▶

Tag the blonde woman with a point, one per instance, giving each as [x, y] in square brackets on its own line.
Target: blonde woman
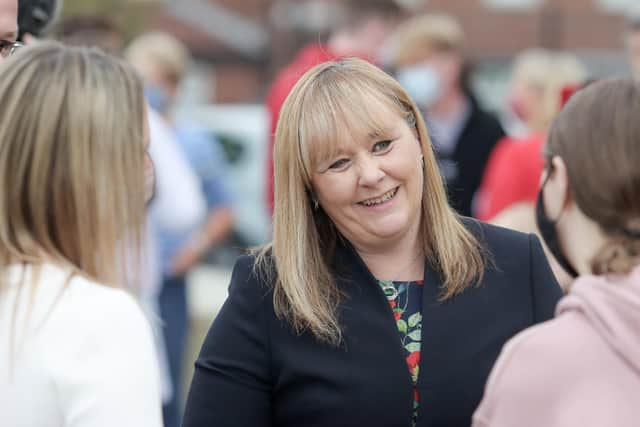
[75, 348]
[583, 367]
[538, 80]
[375, 304]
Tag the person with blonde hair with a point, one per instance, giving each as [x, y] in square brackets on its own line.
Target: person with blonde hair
[75, 347]
[539, 78]
[375, 304]
[583, 367]
[162, 61]
[429, 58]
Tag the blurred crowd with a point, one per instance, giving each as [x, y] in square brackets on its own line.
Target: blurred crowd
[491, 163]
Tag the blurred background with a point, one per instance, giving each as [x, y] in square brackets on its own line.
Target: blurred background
[238, 47]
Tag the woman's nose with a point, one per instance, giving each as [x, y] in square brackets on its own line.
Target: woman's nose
[369, 171]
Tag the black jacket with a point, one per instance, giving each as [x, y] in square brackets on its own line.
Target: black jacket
[464, 168]
[254, 372]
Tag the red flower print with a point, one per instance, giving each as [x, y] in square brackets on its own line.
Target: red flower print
[412, 360]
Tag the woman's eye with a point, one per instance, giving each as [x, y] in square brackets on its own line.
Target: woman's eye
[381, 146]
[339, 164]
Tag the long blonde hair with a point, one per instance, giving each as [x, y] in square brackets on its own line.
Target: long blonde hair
[305, 291]
[71, 161]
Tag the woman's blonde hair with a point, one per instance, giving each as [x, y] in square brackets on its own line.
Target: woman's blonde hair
[162, 52]
[599, 129]
[548, 73]
[320, 105]
[418, 37]
[71, 161]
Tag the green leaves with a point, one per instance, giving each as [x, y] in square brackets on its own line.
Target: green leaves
[415, 335]
[402, 326]
[412, 347]
[414, 319]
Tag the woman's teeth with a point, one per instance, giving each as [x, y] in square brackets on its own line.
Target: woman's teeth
[385, 197]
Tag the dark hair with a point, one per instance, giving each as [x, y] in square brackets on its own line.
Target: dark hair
[597, 135]
[36, 16]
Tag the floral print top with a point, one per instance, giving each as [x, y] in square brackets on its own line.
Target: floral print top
[407, 310]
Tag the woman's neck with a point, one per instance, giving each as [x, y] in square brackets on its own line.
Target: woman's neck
[403, 261]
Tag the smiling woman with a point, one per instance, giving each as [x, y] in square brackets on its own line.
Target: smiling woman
[328, 319]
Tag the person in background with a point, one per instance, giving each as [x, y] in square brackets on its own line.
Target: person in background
[91, 30]
[178, 205]
[539, 78]
[430, 64]
[8, 28]
[376, 304]
[632, 39]
[162, 61]
[583, 367]
[361, 31]
[35, 17]
[75, 347]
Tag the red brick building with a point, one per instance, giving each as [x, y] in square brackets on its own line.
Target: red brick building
[243, 42]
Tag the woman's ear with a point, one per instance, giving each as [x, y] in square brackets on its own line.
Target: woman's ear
[557, 196]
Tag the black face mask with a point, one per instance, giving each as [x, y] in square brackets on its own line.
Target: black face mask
[549, 234]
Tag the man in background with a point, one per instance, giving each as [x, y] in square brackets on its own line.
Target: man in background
[364, 26]
[431, 64]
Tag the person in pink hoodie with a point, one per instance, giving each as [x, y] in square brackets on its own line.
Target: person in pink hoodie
[583, 367]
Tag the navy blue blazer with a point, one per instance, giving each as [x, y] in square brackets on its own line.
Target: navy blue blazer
[253, 371]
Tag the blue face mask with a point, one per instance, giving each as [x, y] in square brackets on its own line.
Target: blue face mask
[157, 98]
[422, 83]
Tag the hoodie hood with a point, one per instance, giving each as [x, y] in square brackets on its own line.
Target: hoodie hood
[611, 304]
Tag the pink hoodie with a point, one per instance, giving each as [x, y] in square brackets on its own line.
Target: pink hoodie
[580, 369]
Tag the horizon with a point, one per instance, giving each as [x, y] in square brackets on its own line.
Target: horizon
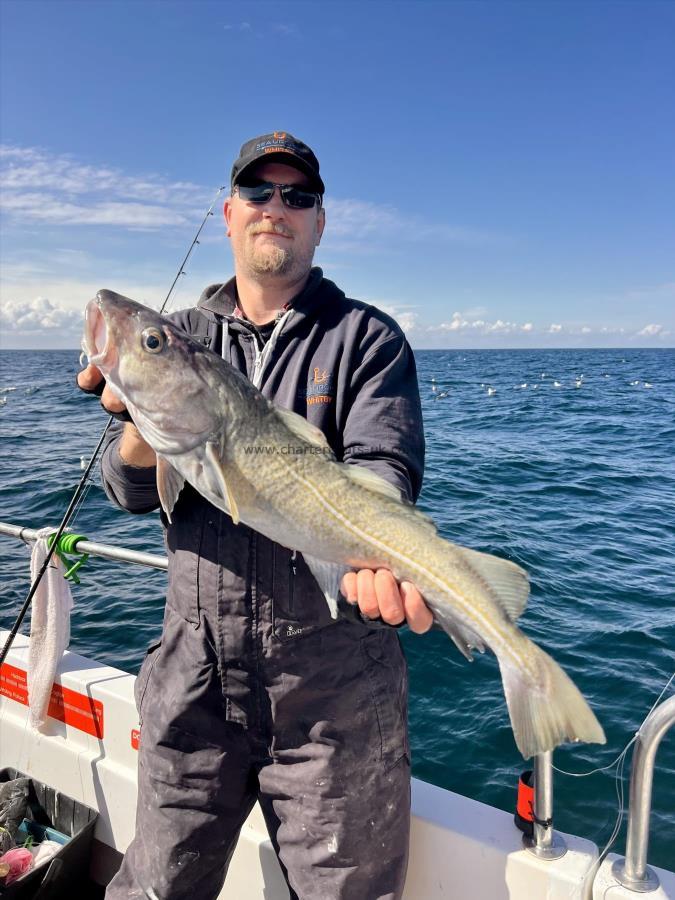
[502, 181]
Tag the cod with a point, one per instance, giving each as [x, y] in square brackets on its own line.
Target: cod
[272, 470]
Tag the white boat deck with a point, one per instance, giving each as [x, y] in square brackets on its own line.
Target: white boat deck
[460, 848]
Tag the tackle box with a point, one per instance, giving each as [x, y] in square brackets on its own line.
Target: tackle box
[51, 812]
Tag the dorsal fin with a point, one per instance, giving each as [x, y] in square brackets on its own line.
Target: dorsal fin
[507, 581]
[371, 480]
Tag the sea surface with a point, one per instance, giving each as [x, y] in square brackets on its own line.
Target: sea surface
[563, 461]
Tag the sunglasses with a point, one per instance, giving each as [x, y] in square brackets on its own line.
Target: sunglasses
[291, 195]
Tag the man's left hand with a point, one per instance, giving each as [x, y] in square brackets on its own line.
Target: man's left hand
[379, 595]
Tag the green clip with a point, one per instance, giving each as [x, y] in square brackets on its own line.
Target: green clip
[67, 544]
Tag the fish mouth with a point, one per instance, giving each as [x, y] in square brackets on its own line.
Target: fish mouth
[95, 342]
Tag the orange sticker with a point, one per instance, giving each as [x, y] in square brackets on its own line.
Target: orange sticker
[77, 710]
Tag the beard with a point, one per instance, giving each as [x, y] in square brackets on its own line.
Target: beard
[271, 260]
[274, 259]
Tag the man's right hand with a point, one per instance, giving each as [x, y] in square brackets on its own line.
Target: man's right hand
[89, 379]
[133, 450]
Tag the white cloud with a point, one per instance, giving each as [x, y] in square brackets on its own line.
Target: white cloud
[651, 330]
[38, 316]
[44, 187]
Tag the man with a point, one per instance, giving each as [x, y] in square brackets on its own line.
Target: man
[254, 692]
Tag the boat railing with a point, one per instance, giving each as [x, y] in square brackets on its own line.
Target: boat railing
[93, 549]
[633, 872]
[545, 843]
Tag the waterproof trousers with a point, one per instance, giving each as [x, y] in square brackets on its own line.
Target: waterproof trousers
[314, 729]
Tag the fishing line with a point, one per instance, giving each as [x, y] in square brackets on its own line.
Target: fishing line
[78, 496]
[619, 762]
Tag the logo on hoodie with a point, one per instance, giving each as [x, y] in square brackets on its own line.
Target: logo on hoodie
[320, 388]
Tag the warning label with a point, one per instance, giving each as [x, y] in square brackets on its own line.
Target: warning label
[75, 709]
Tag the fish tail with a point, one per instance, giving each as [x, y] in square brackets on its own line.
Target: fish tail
[545, 706]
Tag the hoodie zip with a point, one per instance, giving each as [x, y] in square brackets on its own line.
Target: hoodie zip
[262, 356]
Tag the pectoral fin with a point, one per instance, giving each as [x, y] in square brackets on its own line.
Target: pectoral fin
[216, 467]
[169, 485]
[329, 576]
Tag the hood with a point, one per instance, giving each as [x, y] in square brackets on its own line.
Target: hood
[219, 300]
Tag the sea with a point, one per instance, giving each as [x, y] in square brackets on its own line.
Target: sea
[561, 460]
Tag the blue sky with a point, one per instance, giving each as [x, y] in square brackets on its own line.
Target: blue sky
[499, 174]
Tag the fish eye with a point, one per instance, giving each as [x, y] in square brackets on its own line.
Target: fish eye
[152, 340]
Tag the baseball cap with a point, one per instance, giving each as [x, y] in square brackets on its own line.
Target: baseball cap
[279, 146]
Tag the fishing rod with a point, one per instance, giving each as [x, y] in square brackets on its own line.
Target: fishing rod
[83, 480]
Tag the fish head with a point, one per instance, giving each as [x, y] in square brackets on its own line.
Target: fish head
[154, 367]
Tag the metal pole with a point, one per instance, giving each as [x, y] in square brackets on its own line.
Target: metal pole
[633, 872]
[104, 550]
[545, 843]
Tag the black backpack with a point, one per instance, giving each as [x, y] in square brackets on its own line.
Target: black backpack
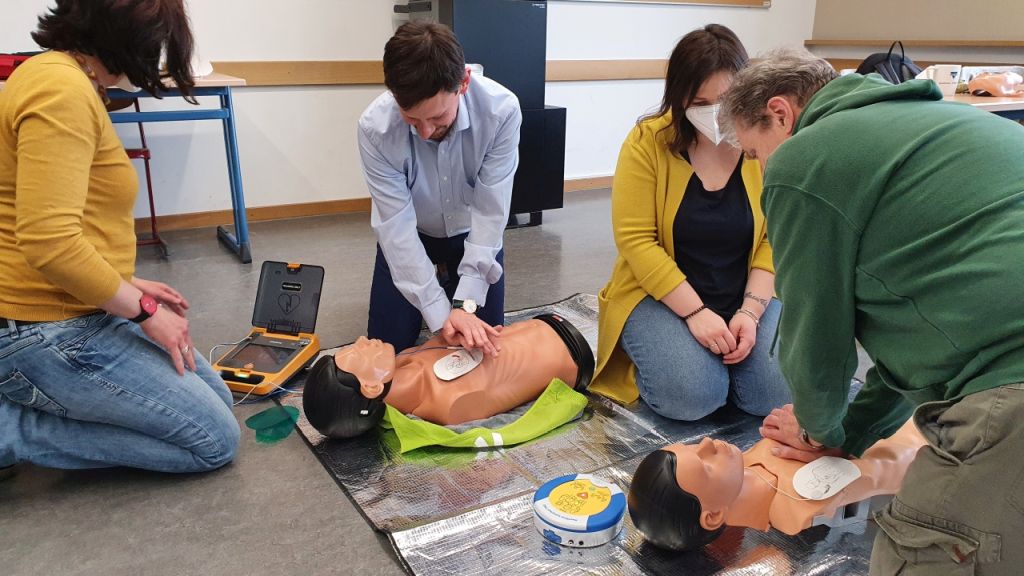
[894, 68]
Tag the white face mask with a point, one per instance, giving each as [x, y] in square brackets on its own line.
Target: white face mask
[125, 84]
[705, 119]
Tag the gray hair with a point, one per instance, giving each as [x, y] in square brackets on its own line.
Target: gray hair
[784, 72]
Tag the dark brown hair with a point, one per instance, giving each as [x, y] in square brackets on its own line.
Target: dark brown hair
[127, 36]
[697, 56]
[420, 60]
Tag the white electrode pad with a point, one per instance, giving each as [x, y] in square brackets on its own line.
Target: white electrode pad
[824, 478]
[458, 363]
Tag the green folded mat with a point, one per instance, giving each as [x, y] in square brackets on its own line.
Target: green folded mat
[557, 405]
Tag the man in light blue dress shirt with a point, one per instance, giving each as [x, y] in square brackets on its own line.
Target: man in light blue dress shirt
[439, 153]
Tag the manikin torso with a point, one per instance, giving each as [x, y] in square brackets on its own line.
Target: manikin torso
[882, 467]
[531, 355]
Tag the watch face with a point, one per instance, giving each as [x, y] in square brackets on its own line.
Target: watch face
[148, 304]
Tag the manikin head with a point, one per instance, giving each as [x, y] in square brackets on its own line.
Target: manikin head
[344, 395]
[681, 494]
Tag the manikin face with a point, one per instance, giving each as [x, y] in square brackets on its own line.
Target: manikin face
[712, 470]
[761, 141]
[372, 362]
[433, 117]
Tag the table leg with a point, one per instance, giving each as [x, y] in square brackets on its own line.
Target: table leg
[238, 242]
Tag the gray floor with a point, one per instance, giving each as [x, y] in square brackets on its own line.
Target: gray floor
[274, 509]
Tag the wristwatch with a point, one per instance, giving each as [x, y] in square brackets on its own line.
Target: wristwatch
[148, 304]
[467, 304]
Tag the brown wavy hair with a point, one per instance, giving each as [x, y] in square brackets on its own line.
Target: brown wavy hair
[127, 36]
[420, 60]
[697, 56]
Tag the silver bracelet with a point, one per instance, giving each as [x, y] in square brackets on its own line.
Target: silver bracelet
[754, 317]
[805, 439]
[758, 299]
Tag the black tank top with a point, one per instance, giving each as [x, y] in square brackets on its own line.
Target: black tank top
[713, 234]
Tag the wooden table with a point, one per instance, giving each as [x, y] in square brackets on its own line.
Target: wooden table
[1012, 108]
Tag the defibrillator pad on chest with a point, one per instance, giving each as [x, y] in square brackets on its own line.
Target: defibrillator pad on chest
[824, 478]
[457, 364]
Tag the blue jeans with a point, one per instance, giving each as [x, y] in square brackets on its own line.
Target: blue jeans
[681, 379]
[395, 321]
[93, 392]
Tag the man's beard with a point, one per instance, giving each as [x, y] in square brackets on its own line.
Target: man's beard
[440, 135]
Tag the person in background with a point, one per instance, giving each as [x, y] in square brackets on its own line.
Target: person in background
[96, 366]
[896, 221]
[687, 317]
[439, 153]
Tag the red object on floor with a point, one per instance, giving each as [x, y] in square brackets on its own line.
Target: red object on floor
[8, 63]
[142, 153]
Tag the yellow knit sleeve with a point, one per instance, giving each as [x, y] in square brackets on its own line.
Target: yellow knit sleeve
[58, 125]
[634, 215]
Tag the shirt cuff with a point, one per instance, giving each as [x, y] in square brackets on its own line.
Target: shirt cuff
[472, 289]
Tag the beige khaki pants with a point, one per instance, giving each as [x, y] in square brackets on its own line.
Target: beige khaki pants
[961, 509]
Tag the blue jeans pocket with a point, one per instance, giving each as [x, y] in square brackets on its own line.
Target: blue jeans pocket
[14, 345]
[18, 389]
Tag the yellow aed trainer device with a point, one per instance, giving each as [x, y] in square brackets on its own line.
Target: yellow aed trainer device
[282, 341]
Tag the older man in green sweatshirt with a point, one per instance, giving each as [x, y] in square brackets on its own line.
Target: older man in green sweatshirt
[897, 220]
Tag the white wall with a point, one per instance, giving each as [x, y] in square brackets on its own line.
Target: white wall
[298, 145]
[600, 114]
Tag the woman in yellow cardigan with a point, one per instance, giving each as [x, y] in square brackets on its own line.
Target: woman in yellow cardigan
[96, 366]
[687, 317]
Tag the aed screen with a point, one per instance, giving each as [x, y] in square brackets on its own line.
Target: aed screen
[261, 358]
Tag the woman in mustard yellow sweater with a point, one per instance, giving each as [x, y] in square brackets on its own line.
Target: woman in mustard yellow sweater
[687, 317]
[96, 366]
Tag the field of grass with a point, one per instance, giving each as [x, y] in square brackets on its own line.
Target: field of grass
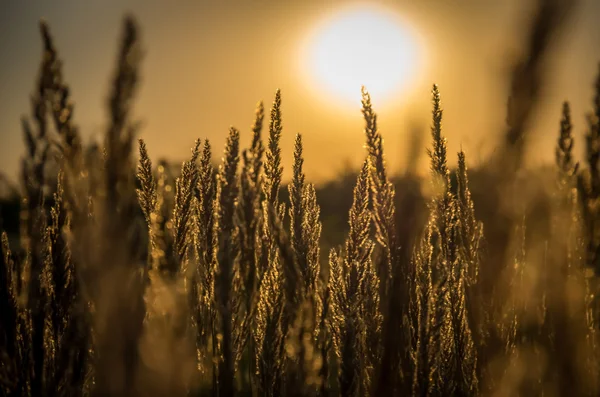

◀

▸ Given instruction: Return every line of the records that contains the word "grass".

▸ Final result:
Tag the field of grass with a point, one per instance, giving each as [x, y] in square brackets on its own line.
Target: field of grass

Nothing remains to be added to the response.